STORED DATA:
>>>>>

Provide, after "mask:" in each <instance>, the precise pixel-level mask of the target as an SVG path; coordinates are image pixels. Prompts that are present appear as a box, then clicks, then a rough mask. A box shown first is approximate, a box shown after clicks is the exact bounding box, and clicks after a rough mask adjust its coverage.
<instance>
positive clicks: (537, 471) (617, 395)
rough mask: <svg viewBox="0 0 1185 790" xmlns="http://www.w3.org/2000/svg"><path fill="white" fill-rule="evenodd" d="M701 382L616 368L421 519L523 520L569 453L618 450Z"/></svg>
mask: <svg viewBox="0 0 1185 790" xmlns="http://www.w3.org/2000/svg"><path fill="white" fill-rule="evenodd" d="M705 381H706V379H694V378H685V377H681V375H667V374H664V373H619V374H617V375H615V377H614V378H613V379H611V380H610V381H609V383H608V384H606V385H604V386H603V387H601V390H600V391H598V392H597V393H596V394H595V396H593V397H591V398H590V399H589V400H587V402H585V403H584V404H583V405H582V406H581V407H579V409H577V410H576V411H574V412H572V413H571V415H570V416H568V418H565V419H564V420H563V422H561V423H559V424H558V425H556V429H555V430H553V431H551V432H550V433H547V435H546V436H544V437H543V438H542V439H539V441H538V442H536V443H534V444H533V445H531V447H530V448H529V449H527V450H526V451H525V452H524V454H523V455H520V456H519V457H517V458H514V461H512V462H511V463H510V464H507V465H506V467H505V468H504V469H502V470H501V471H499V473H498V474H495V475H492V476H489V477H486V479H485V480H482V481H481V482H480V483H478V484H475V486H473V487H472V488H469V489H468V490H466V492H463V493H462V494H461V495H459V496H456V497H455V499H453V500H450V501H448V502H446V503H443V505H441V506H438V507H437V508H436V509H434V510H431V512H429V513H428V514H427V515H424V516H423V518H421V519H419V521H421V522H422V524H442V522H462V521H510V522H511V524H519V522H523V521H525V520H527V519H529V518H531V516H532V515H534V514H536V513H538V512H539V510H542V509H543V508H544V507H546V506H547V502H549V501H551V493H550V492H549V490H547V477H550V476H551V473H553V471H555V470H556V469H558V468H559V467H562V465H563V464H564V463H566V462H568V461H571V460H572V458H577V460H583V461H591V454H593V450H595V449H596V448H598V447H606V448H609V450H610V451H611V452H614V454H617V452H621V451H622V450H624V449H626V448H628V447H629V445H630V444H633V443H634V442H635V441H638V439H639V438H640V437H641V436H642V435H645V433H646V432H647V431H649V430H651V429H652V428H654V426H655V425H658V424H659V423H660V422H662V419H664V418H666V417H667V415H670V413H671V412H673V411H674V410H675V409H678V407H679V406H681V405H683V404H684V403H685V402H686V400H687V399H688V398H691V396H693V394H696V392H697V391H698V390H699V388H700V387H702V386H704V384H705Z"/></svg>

<<<<<

INSTRUCTIONS TO FOLLOW: Filter the listing by the string "instance"; copy each matching line.

SOLUTION FOR THIS TASK:
Provide, after "mask:" in each <instance>, the precise pixel-level mask of the target as an SVG path; coordinates are image pixels. Prompts that are present appear as a box, then clicks, then a rough mask. A box shown first is approximate, a box shown after clicks is the exact bounding box, and clicks after a rough mask adjust its coverage.
<instance>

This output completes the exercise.